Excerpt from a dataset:
(begin)

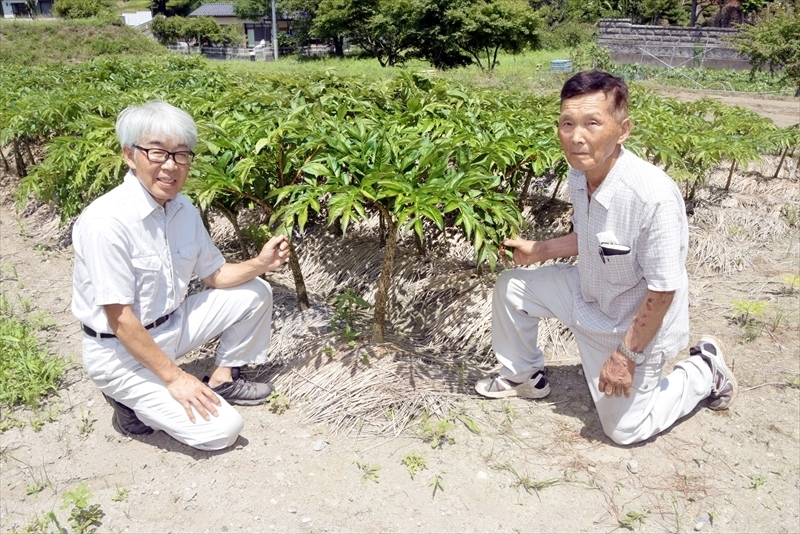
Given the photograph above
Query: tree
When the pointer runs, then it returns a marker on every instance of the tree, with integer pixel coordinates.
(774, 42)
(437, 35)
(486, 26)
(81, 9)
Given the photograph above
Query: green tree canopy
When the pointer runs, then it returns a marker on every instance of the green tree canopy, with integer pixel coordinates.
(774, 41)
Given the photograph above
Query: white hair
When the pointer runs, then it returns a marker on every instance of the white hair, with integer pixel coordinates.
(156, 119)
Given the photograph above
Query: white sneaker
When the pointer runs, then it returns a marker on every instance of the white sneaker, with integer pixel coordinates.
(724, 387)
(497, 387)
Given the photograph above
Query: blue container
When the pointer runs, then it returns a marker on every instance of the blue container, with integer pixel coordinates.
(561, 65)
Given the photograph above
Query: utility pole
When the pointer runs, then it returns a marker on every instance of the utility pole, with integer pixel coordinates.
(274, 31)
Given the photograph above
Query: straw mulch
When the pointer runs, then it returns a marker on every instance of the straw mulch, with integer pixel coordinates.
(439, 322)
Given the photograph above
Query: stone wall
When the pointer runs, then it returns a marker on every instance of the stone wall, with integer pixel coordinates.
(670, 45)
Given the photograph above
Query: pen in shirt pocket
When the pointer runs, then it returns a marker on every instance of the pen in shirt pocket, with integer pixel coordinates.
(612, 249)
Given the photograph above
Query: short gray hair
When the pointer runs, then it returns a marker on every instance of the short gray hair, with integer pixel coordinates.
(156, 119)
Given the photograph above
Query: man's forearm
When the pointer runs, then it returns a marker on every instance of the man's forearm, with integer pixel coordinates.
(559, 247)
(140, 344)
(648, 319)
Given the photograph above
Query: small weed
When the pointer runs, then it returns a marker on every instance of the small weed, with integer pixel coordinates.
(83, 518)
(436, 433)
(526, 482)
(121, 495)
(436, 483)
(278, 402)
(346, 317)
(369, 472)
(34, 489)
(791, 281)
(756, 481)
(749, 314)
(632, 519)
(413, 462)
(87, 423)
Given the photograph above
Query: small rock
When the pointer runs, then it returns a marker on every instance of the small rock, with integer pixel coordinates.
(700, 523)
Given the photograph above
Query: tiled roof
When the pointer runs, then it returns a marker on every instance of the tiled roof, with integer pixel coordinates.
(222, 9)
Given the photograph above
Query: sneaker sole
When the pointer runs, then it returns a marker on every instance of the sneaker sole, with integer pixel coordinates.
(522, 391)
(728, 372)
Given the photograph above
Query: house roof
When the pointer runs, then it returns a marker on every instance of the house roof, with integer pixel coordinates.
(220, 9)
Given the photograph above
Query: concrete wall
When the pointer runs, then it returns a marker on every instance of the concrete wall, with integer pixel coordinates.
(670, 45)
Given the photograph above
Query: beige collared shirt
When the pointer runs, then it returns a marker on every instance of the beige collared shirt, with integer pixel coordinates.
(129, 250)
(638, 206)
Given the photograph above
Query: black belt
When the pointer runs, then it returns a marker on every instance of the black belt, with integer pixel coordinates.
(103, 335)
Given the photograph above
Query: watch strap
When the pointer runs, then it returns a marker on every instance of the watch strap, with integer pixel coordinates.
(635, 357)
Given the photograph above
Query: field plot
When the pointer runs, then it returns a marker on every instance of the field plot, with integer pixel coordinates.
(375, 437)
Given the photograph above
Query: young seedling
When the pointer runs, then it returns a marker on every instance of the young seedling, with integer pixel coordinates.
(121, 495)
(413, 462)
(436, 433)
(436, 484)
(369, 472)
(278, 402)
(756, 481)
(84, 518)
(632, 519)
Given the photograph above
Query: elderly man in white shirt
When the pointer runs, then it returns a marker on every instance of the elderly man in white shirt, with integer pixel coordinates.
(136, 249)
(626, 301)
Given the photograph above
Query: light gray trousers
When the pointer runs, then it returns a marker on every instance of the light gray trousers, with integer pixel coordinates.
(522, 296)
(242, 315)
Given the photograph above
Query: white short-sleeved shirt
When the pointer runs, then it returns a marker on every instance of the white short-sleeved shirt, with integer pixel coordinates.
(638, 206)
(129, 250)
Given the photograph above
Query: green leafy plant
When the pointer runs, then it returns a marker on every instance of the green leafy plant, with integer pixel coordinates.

(end)

» **Exercise objective**
Pictures are not part of the copy; reproduce everything else in the records exactly.

» **Solution for this problem**
Given the photograph above
Query: tree
When the pointer runs, then it returns a marker on every instance of the tree, with integer pixel coordinates.
(774, 42)
(437, 35)
(486, 26)
(81, 9)
Given the photograph above
Query: green tree canopy
When the pointer runs, then it returns a marker on every instance of the green tree canopy, with integer pixel coordinates.
(774, 41)
Given the photograph above
Query: white hair
When the pointer runs, then it returns a marker on every instance of the white hair, with integer pixel coordinates.
(156, 119)
Given the photograph above
Query: white sneaker
When the pointer runs, then it returns a marker on every instance of the white sneaker, with integer pixel coordinates.
(724, 387)
(497, 387)
Given the photograph above
Query: blue container
When the pointer runs, then it returns a marker on every instance of the blue container, with integer pixel coordinates.
(561, 65)
Given the photograph above
Query: utility pole
When the pointer runs, then it returns a marker on every instance of the utility pole, with integer pixel coordinates.
(274, 31)
Given the photograph above
Query: straw mulch
When the pointer runs, then it returns a marker on every instance of the straw mulch, with integer pixel coordinates.
(439, 322)
Given the photograph above
Query: stone wall
When the pointer runs, then it returns a marker on every instance of the stone wall, with integer pixel coordinates.
(670, 45)
Given the photograph above
Query: pen in shirt pocket
When the pointer runs, then it returns a marker on every instance of the pen in shirt pocket, with integer pixel coordinates.
(612, 249)
Given the photograph above
Query: short gray hair
When the pointer runs, then it returns a marker on every instance of the short gray hair, with integer pixel coordinates.
(156, 119)
Given the photograph above
Query: man's forearm
When the pointer runs, then it returns a marker on every instance of the man's forearm, with integer pixel coordinates.
(559, 247)
(140, 344)
(648, 319)
Given the photograph above
Query: small weed
When the pointer runs, then it returns a marker on every instance of the small weed, with integer pixel coordinates.
(83, 518)
(436, 433)
(526, 482)
(121, 495)
(436, 483)
(278, 402)
(346, 317)
(369, 472)
(34, 489)
(791, 281)
(756, 481)
(749, 314)
(632, 519)
(413, 462)
(87, 423)
Given the photograph above
Query: small rock
When the pointer runs, then it returns a marker on every instance of the small rock, with integer pixel coordinates.
(700, 523)
Given the photograph above
Query: tiled roof
When the pointer runs, then it returns a marker on every instance of the tiled roof, with integer pixel coordinates.
(222, 9)
Given the photograph above
Query: sneaker sole
When the pointer runs, then it returns a marker on every instance of the sneaker sole, with integer pixel coordinates.
(522, 391)
(728, 372)
Given the photograph above
Query: house roof
When the pointer runs, then it returns a marker on every instance of the house roof, with integer pixel coordinates.
(220, 9)
Given the photograph above
Query: concrete wall
When the pointer runs, then it returns a marker on every instance of the concrete wall, with integer pixel coordinates.
(670, 45)
Given the photograph above
Query: beige collared shirt
When the pointer runs, then it returns a marker on every instance of the beige collared shirt, with integer pixel coordinates.
(129, 250)
(638, 206)
Given the photograph above
Query: black belt
When the pointer runs, then it returns a marker on every instance of the black belt, with integer pixel coordinates.
(103, 335)
Given the photograph above
Query: watch strap
When the pointer runs, then it returns a marker on every instance of the watch strap, with integer pixel coordinates.
(635, 357)
Given the photograph above
Query: field plot
When the pointer runs, then it returns a marker on every instance of the field plot, with integer pixel coordinates.
(375, 437)
Given the photograph above
Query: young seedling
When the pointer runs, then it returns a marker on every instance of the young seedling, with integer pixel coordinates.
(121, 495)
(413, 462)
(436, 433)
(436, 484)
(369, 472)
(278, 402)
(756, 481)
(84, 518)
(632, 519)
Given the photograph above
Query: elderly man in white shirt
When the pointer runs, then it returns a marker on every instance of the elderly man in white shirt, with integer pixel coordinates.
(136, 249)
(626, 301)
Given the photograph above
Query: light gray trousers
When the pointer runs, then it returns a marker on every instance of the light gray trousers, with integer pixel coordinates.
(522, 296)
(242, 315)
Given the photograph above
Query: white short-sleeved shirt
When the pointer runs, then it returns a marker on every instance of the white short-sleeved shirt, with integer pixel coordinates.
(638, 206)
(129, 250)
Given the photograph above
Query: green leafy plant
When the pointer runs, then it returns a marker on every instance of the green leafy plant, with integer pixel coordinates.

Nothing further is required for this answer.